→ Your instructions
Copy every entry word for word, but skip the pictures.

→ Data extract
######

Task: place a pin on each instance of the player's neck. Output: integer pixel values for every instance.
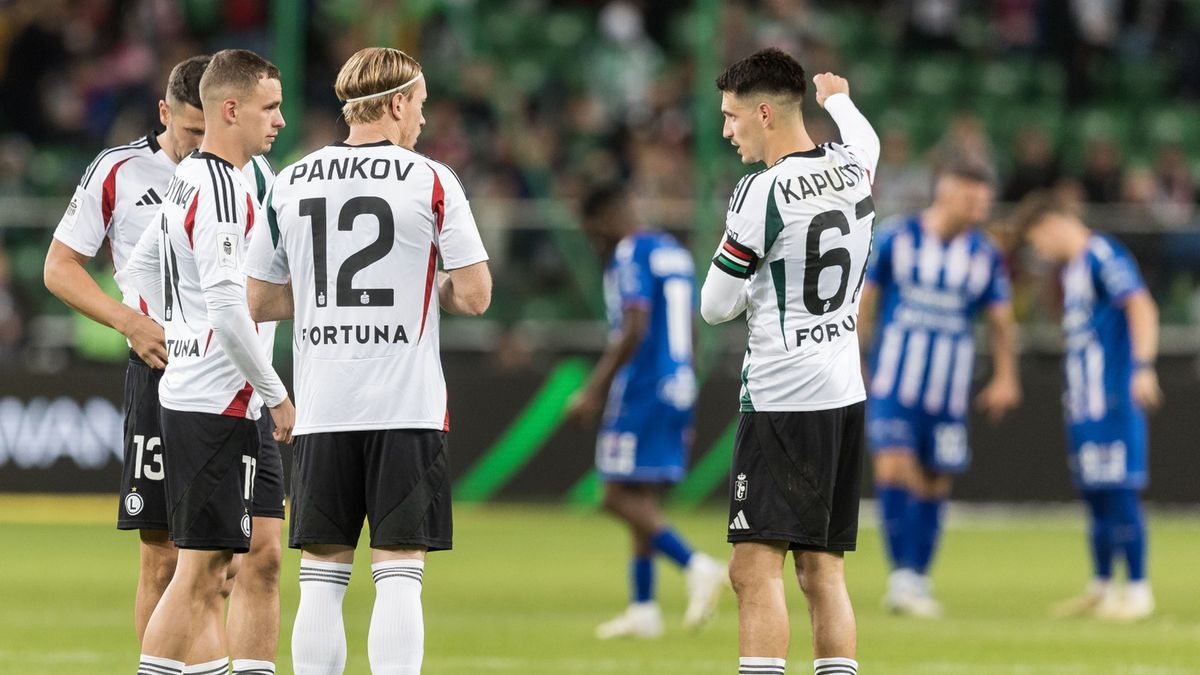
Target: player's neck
(785, 142)
(226, 149)
(367, 133)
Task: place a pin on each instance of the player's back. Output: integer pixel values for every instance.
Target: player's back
(652, 270)
(810, 214)
(930, 292)
(361, 230)
(1099, 350)
(208, 210)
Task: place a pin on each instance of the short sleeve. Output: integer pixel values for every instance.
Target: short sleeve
(219, 228)
(83, 226)
(1117, 276)
(265, 255)
(631, 268)
(459, 240)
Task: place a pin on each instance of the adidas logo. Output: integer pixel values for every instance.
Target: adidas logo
(149, 199)
(739, 521)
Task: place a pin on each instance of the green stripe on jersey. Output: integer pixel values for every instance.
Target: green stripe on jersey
(779, 275)
(774, 221)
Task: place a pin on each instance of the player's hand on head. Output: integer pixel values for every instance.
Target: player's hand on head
(828, 84)
(148, 340)
(285, 417)
(999, 396)
(1146, 390)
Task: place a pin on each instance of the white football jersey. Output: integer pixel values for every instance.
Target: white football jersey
(119, 196)
(209, 210)
(799, 232)
(359, 232)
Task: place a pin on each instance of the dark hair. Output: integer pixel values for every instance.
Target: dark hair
(967, 167)
(767, 71)
(238, 69)
(184, 84)
(1037, 205)
(601, 197)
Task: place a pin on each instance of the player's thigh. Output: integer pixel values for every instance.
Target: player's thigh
(408, 489)
(329, 491)
(208, 464)
(143, 479)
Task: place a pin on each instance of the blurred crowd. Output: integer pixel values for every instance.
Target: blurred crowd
(540, 100)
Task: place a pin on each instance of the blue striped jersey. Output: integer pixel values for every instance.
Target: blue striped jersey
(930, 293)
(1099, 353)
(652, 270)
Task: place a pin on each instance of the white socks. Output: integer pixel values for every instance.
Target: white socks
(396, 641)
(156, 665)
(251, 667)
(835, 667)
(761, 665)
(318, 638)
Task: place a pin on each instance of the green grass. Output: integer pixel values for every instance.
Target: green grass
(526, 586)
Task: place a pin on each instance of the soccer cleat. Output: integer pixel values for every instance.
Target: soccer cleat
(1129, 605)
(706, 579)
(640, 620)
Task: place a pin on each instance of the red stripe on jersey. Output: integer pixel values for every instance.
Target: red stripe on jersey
(430, 275)
(190, 219)
(240, 402)
(736, 254)
(108, 193)
(250, 215)
(438, 201)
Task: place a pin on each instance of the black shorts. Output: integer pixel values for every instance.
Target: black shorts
(268, 472)
(143, 488)
(396, 478)
(797, 478)
(210, 460)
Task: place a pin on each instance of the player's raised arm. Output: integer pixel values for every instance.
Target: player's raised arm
(833, 95)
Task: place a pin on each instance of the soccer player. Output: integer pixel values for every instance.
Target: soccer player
(187, 268)
(1111, 340)
(796, 244)
(117, 199)
(931, 274)
(352, 246)
(647, 377)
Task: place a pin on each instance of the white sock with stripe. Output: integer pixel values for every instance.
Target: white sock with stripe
(318, 637)
(251, 667)
(761, 665)
(396, 640)
(159, 665)
(835, 665)
(217, 667)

######

→ Exercise output
Task: place a pin on each instance of the player's neck. Output: integer pixel values for every instance.
Target: player's neck
(785, 142)
(226, 149)
(367, 133)
Task: place a pin on each instance of the player's back. Output: integer pixel values for every instance.
Target: player's back
(652, 270)
(810, 214)
(930, 292)
(361, 230)
(1099, 350)
(208, 210)
Task: place a pin on each instance of the short sleeve. Output: integer pixel values for every instance.
Target: short sleeve
(219, 228)
(83, 226)
(1117, 276)
(265, 255)
(631, 268)
(459, 240)
Task: place a pin on each instance of the adidas logo. Output: integer pixel values for every instance.
Target: adidas logo
(149, 199)
(739, 521)
Task: place a pin on each instance of the green stripe on jersey. Output: integer pixel values for every instance.
Target: green stripe on jersey
(779, 275)
(774, 221)
Task: place a pin on each instance of the player's hand on head. Output: integer pixel values for every instance.
Target: player's hand on head
(828, 84)
(148, 340)
(285, 417)
(999, 396)
(1146, 390)
Task: place a pin on each instance of the white football jersey. Output: integer pixel values for every instance.
Target: white football jersey
(119, 196)
(209, 210)
(799, 232)
(359, 232)
Task: place a pin on each instance of the dark hair. Output: integer pixel values for every instance.
Target: dark hair
(967, 167)
(767, 71)
(238, 69)
(184, 84)
(1037, 205)
(601, 197)
Task: place a pin on each instance of the player's thigh. Output: integer pixel values for every instance.
Target: player's thigh
(408, 489)
(329, 491)
(208, 464)
(143, 479)
Task: place a pin on each instance of the blurred crowd. Output: integer pixel values for every instance.
Target: blurred crowd
(540, 100)
Task: place a pin on each instance of the blue striped jersey. Output: integer pixel values for every instance.
Target: blue striped jersey
(930, 293)
(1099, 353)
(652, 270)
Task: place a pin on each instance of the white socks. Output: integer pixel values for every instance.
Target: white socks
(396, 641)
(156, 665)
(251, 667)
(835, 667)
(761, 665)
(318, 638)
Task: place a pin on each instance of the green grass. Output: integer pixel values for every instance.
Target: green grass
(526, 586)
Task: place a pin on each instance of the soccer cleat. Output: integer pixel values for every instance.
Target: soccer cleat
(1129, 605)
(706, 579)
(640, 620)
Task: place a pin on each instance of the red stripe on jersey. Output: integer pixel values for every instance.
Target: red stripe on jersey
(430, 275)
(190, 219)
(240, 402)
(736, 254)
(108, 193)
(250, 215)
(438, 201)
Task: place a pin on each instance of the black shorts. Output: integer pixel values for every instance.
Target: black shorts
(268, 472)
(143, 488)
(396, 478)
(797, 478)
(210, 460)
Task: place a pin on each instance of the player's raised arm. Output: integer pixel values for every instance.
Target: player's raised arm
(833, 95)
Task: place a pin on each instance of the soccer player. Output: integer pixel values for every instance.
Target: soccer player
(187, 268)
(1111, 340)
(796, 244)
(117, 199)
(931, 274)
(352, 246)
(647, 377)
Task: place a pin on each instance of the white sock with stripe. Output: integer pixel values for every instance.
Target: white sock with stripe
(318, 637)
(251, 667)
(761, 665)
(396, 640)
(159, 665)
(835, 665)
(217, 667)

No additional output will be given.